__Required work__: Restate the listing below word for word, omitting any images.

__Location annotation dataset excerpts__:
+ + + + +

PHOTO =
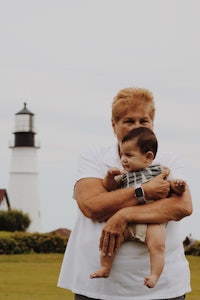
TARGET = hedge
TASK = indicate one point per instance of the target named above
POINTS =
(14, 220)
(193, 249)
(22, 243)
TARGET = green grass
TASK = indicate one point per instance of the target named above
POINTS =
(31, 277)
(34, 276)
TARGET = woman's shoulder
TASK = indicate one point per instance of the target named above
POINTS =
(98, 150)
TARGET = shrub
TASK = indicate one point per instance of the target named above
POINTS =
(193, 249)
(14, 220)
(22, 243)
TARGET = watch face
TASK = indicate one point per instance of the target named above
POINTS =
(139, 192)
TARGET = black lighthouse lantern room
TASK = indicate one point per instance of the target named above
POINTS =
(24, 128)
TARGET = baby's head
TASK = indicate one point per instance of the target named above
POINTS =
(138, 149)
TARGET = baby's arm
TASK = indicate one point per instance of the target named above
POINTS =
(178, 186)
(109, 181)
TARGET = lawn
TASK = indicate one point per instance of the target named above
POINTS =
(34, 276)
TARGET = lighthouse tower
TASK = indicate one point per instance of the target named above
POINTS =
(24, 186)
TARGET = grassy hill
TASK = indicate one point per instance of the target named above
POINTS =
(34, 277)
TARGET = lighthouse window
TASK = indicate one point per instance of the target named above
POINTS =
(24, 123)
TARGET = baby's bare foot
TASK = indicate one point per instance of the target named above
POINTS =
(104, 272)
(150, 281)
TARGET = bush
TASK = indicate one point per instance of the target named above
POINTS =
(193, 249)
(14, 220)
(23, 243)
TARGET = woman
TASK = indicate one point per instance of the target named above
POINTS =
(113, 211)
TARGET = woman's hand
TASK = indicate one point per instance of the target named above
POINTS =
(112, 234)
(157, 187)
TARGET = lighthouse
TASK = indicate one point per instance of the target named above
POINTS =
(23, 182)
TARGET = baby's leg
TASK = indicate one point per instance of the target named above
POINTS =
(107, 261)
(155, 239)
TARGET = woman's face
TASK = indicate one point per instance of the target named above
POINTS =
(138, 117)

+ + + + +

__Task output__:
PHOTO =
TARGET = hedge
TASK = indicate one point per instance of the target named above
POINTS =
(14, 220)
(193, 249)
(22, 243)
TARGET = green grass
TASK = indicate one point per instance of the target named above
POINTS =
(31, 277)
(34, 276)
TARGET = woman's shoulder
TASK = indicate one point per instance of the target named above
POINTS =
(98, 150)
TARGET = shrub
TASK = indicate one point per instance of the target named above
POINTS =
(193, 249)
(14, 220)
(22, 243)
TARGET = watch face
TASK = indicate one point per instance of the target named above
POINTS =
(139, 192)
TARGET = black lighthouse lantern room
TASK = indicate one point per instance of the target named above
POINTS =
(24, 128)
TARGET = baby's head
TASK = indicate one point per instance of the target named above
POINTS =
(138, 149)
TARGET = baby's arm
TASK = indicate one point per instance of the target named above
POINTS =
(178, 186)
(109, 181)
TARGET = lawn
TASK = indicate one point per instance of the target named above
POINTS =
(34, 276)
TARGET = lighthouse tower
TASK = indicate one point per instance of the target named above
POINTS =
(24, 186)
TARGET = grassy hill
TASK = indicate one point per instance of the target named above
POINTS =
(34, 277)
TARGET = lighthouse window
TASK = indicate one point per instance of the target named above
POINTS =
(24, 123)
TARGET = baby's bare foot
TASK = indicate one point per instance of the target named above
POINTS =
(104, 272)
(150, 281)
TARGET = bush
TASK = indicate one point per instance of the target named above
POINTS =
(193, 249)
(14, 220)
(23, 243)
TARGET = woman
TASK = indicate one point per instance of the target named above
POINTS =
(113, 211)
TARGET = woman's hand
TASK = indicate one point per instance of the target named above
POINTS =
(112, 234)
(157, 187)
TARGET = lighthouse
TASK = indicate one point per instance of the target named above
POINTS =
(23, 182)
TARGET = baby's leg
TASK = indicate one point per instance of the target named above
POINTS =
(107, 261)
(155, 239)
TARGET = woman's face
TASK = indicate one point per instance of the target named above
POINTS =
(138, 117)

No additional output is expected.